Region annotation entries
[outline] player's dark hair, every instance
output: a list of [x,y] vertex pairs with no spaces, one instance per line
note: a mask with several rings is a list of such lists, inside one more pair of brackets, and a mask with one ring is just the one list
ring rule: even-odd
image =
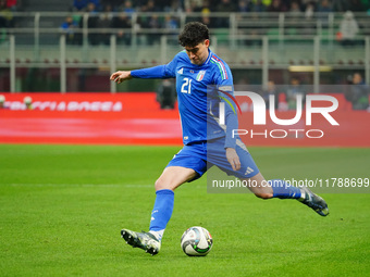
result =
[[178,43],[183,47],[196,47],[209,39],[208,27],[200,22],[189,22],[178,35]]

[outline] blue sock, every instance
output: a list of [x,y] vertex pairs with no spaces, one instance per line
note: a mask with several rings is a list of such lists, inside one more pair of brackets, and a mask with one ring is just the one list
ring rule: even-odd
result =
[[299,199],[301,197],[301,191],[299,188],[291,186],[283,180],[273,179],[269,180],[269,184],[273,190],[273,198]]
[[161,189],[156,192],[156,203],[151,212],[150,231],[159,234],[160,238],[163,235],[166,224],[169,223],[174,203],[174,192],[170,189]]

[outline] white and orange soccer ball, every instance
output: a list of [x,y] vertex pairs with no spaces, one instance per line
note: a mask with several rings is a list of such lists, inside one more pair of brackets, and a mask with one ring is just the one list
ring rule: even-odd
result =
[[205,256],[212,245],[211,234],[200,226],[188,228],[181,237],[181,248],[188,256]]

STATED TASK
Format every line of the rows above as a numbered list. Skip the blank lines and leave the pictures out.

COMPLETE RESPONSE
1. [outline] player's dark hair, every instance
2. output: a list of [x,y] vertex pairs with no spaces, one instance per line
3. note: a mask with several rings is a list of such lists, inside one more pair of brackets, and a mask with one ring is just the one list
4. ring rule: even-odd
5. image =
6. result =
7. [[178,43],[183,47],[196,47],[209,39],[208,27],[200,22],[189,22],[178,35]]
8. [outline] blue sock, every instance
9. output: a list of [x,y] vertex pairs with no spaces, one instance per line
10. note: a mask with several rings is a list of such lists, inside one more pair of brackets, and a mask with one ring is just the one list
11. ring rule: even-odd
12. result =
13. [[299,199],[301,197],[301,191],[299,188],[291,186],[283,180],[273,179],[269,180],[269,184],[273,190],[273,198]]
14. [[161,189],[156,192],[156,203],[151,212],[150,231],[159,234],[160,238],[163,235],[166,224],[169,223],[174,203],[174,192],[170,189]]
15. [outline] white and orange soccer ball, every instance
16. output: a list of [x,y] vertex pairs with no spaces, one instance per line
17. note: a mask with several rings is a list of such lists, inside one more pair of brackets, and a mask with one ring is just the one list
18. ring rule: even-odd
19. result =
20. [[205,256],[212,245],[211,234],[200,226],[188,228],[181,237],[181,248],[188,256]]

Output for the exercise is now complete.